*Objective*.
Please retype the data in full and exactly; the pictures are not part of the copy.

┄┄┄┄┄┄┄┄┄┄┄┄┄┄┄┄┄┄┄┄

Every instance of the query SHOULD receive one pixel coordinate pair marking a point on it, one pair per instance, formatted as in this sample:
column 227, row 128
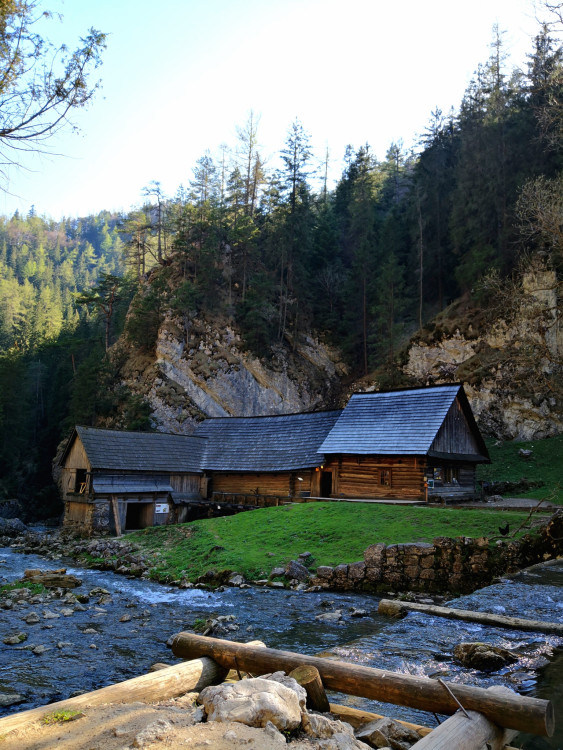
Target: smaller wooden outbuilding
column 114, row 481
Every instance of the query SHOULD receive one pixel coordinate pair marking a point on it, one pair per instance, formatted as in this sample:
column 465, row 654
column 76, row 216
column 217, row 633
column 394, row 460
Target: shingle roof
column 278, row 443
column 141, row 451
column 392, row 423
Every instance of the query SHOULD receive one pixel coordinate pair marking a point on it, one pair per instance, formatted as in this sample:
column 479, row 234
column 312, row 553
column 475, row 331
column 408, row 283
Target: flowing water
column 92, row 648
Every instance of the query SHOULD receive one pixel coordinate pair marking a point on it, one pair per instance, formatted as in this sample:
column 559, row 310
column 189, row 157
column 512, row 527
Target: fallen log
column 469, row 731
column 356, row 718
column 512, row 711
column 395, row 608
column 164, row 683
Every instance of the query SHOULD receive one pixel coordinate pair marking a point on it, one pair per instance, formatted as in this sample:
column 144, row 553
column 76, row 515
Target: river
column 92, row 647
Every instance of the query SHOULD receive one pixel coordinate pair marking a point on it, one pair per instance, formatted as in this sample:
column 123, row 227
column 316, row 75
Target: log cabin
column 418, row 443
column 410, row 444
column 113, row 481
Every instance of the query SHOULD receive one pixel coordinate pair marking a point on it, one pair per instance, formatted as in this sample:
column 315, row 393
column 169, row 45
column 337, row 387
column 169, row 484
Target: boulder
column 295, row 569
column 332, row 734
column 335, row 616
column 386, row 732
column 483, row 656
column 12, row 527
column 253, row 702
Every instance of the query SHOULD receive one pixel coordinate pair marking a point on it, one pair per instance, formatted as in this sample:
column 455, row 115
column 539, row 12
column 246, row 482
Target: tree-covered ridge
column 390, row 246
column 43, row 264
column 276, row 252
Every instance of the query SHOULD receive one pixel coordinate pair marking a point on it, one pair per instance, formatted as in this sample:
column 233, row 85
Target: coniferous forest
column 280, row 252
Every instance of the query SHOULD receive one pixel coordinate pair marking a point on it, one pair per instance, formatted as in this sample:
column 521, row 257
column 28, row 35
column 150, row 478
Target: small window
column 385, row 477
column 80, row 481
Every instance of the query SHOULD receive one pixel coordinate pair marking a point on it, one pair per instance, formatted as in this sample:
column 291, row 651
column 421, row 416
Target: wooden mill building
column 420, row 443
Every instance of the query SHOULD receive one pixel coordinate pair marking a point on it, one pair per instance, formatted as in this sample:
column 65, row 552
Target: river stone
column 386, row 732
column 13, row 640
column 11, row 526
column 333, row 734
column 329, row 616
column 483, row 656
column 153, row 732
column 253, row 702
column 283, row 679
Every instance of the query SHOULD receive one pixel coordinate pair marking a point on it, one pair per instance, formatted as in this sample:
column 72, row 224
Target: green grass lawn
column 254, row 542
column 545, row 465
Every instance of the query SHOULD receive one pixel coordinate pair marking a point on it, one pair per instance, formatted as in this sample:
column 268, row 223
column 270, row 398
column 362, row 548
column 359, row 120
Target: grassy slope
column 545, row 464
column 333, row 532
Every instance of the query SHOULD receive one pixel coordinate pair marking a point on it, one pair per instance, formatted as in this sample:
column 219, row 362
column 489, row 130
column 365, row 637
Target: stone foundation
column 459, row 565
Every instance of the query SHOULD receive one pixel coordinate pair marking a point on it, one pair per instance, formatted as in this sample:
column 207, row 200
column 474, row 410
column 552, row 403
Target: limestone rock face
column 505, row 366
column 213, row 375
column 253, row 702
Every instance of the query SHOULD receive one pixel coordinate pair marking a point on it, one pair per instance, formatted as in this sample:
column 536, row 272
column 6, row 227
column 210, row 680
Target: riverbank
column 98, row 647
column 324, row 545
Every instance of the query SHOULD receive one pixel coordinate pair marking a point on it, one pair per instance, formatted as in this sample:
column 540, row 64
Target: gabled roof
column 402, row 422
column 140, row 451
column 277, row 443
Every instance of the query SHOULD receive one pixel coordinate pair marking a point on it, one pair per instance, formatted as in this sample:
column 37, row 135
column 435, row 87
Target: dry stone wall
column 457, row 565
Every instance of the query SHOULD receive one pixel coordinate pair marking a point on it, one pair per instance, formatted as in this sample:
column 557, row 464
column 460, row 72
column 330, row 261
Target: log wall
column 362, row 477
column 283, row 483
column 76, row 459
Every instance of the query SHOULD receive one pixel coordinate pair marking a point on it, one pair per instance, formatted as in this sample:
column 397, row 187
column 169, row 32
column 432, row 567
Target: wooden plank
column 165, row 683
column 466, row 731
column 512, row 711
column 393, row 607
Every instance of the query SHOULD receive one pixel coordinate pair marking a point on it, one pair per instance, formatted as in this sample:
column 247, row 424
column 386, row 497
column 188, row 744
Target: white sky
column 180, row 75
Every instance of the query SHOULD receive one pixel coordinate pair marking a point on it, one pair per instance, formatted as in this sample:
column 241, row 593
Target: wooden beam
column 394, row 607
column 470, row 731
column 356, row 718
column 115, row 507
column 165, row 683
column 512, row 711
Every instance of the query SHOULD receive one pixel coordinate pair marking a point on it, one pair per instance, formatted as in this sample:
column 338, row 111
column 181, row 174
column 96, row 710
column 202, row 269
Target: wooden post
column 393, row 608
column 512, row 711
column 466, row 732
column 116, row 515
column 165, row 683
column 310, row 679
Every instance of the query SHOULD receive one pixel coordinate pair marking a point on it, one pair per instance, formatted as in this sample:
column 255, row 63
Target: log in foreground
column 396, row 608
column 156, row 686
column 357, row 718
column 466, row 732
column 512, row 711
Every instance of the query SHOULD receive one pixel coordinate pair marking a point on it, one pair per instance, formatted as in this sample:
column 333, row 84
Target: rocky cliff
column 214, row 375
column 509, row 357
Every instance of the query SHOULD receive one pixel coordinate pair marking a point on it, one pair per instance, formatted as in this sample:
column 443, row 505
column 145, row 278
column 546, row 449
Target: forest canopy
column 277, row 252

┄┄┄┄┄┄┄┄┄┄┄┄┄┄┄┄┄┄┄┄

*Task answer*.
Every instance of the query SHOULD receive one pixel coordinate pair marking a point on it, one pair per instance, formatted as in this sample:
column 227, row 128
Target: smaller wooden outbuilding
column 114, row 481
Every instance of the query SHOULD receive one pixel coordinate pair marking a point on it, one pair per instance, formatted as in this sample:
column 465, row 654
column 76, row 216
column 217, row 633
column 394, row 460
Target: shingle roof
column 278, row 443
column 141, row 451
column 392, row 423
Every instance of the query SHOULD receive one pixel coordinate pair marking a point on it, one pair per instance, formatted as in this sample:
column 479, row 234
column 312, row 553
column 475, row 331
column 408, row 283
Target: flowing water
column 92, row 648
Every instance of the query SHOULD receive one pixel coordinate pair marking a point on it, one pair per instance, formatted as in this sample:
column 559, row 310
column 189, row 157
column 512, row 527
Target: fallen log
column 469, row 731
column 356, row 718
column 512, row 711
column 395, row 608
column 164, row 683
Every instance of the query SHOULD receive one pixel coordinate pair marking a point on it, one pair per instance, formatted as in this sample:
column 144, row 553
column 76, row 515
Target: river
column 92, row 647
Every instance of the query SHOULD receive one pixel coordinate pair marking a point on it, one pair per instance, formatted as in this sample:
column 123, row 227
column 316, row 75
Target: log cabin
column 418, row 443
column 410, row 444
column 113, row 481
Every instance of the query SHOULD receive one pixel coordinate pair marking a point on it, one pair per instance, formatted as in this sample:
column 315, row 393
column 169, row 45
column 337, row 387
column 169, row 484
Target: boulder
column 295, row 569
column 332, row 734
column 335, row 616
column 386, row 732
column 483, row 656
column 12, row 527
column 253, row 702
Every instance of the query SHOULD receive one pixel coordinate pair marking a point on it, one pair per instance, formatted as in this sample:
column 455, row 115
column 539, row 12
column 246, row 482
Target: tree-covered ridge
column 390, row 246
column 43, row 264
column 276, row 252
Every instance of the query SHOULD receive one pixel coordinate pair marking a point on it, one pair per instance, formatted as in this sample:
column 233, row 85
Target: coniferous forest
column 280, row 252
Every instance of the query SHOULD receive one pixel coordinate pair marking a point on it, one pair per instance, formatted as in this sample:
column 521, row 257
column 28, row 35
column 150, row 478
Target: small window
column 385, row 477
column 80, row 481
Every instance of the query SHOULD receive one pixel coordinate pair marking a point on it, one pair per instance, formatted as in this sample:
column 291, row 651
column 421, row 416
Target: wooden mill building
column 420, row 443
Every instance of the query SHOULD receive one pixel coordinate pair marking a point on it, one pair per instance, formatted as in this sample:
column 65, row 552
Target: river stone
column 386, row 732
column 13, row 640
column 11, row 526
column 333, row 734
column 329, row 616
column 483, row 656
column 153, row 732
column 253, row 702
column 283, row 679
Every instance of the query SHOULD receive one pixel coordinate pair marking a point on it, one pair per instance, formatted as in this sample:
column 72, row 224
Target: green grass lawn
column 254, row 542
column 545, row 465
Every instance of the query SHOULD receive one pixel coordinate pair marking a point on it, one pair per instance, formatted as in this sample:
column 268, row 223
column 270, row 398
column 362, row 548
column 359, row 120
Target: grassy slope
column 545, row 464
column 333, row 532
Every instance of the query SHOULD receive one pixel coordinate pair marking a point on it, one pair per instance, formatted as in this sample:
column 219, row 362
column 489, row 130
column 365, row 637
Target: stone foundation
column 459, row 565
Every instance of the query SHOULD receive one pixel coordinate pair marking a point on it, one pair per instance, formatted as in this sample:
column 207, row 200
column 474, row 410
column 552, row 403
Target: limestone rock face
column 505, row 366
column 213, row 375
column 253, row 702
Every instance of the query SHOULD receive one pixel coordinate pair marking a point on it, one pair per instance, formatted as in this sample:
column 536, row 272
column 6, row 227
column 210, row 680
Target: riverbank
column 98, row 647
column 324, row 545
Every instance of the query SHOULD receive one pixel coordinate pair marking a point on it, one pair per instance, formatted as in this sample:
column 540, row 64
Target: gabled roof
column 402, row 422
column 140, row 451
column 277, row 443
Every instance of the query SHOULD receive one pixel coordinate pair marking a point on it, one pair per instance, formatted as in this sample:
column 37, row 135
column 435, row 87
Target: dry stone wall
column 457, row 565
Every instance of the query SHOULD receive one pixel coordinate pair marking a point on it, one pair per instance, formatted as in this sample:
column 557, row 464
column 460, row 72
column 330, row 261
Target: log wall
column 362, row 477
column 283, row 483
column 76, row 459
Every instance of the query SHOULD receive one pixel coordinate pair marking a point on it, one pair per instance, formatted as in this sample:
column 397, row 187
column 169, row 32
column 432, row 567
Target: wooden plank
column 165, row 683
column 466, row 731
column 512, row 711
column 393, row 607
Every instance of the query SHOULD receive one pixel coordinate pair marking a point on it, one pair per instance, formatted as in this sample:
column 247, row 424
column 386, row 497
column 188, row 744
Target: white sky
column 180, row 75
Every instance of the query SHOULD receive one pixel coordinate pair marking a point on it, one pair per instance, formatted as in this sample:
column 241, row 593
Target: wooden beam
column 394, row 607
column 470, row 731
column 356, row 718
column 115, row 507
column 165, row 683
column 512, row 711
Every instance of the query SHOULD receive one pixel coordinate pair marking a point on it, one pair per instance, formatted as in this sample:
column 338, row 111
column 181, row 174
column 96, row 710
column 202, row 269
Target: wooden post
column 393, row 608
column 512, row 711
column 466, row 732
column 116, row 515
column 165, row 683
column 310, row 679
Every instance of the query SHOULD receive one pixel coordinate pair marking a point on it, one pair per instance, formatted as in this sample:
column 255, row 63
Target: log in foreground
column 396, row 608
column 156, row 686
column 357, row 718
column 466, row 732
column 512, row 711
Every instance of the query SHOULD receive one pixel coordinate pair marking a point on it, one pair per instance, formatted as in this sample:
column 333, row 84
Target: rocky cliff
column 214, row 375
column 509, row 357
Every instance of the query SHOULD receive one pixel coordinate pair marking a point on it, one pair per instance, formatted as in this sample:
column 443, row 505
column 145, row 278
column 546, row 449
Target: forest canopy
column 277, row 252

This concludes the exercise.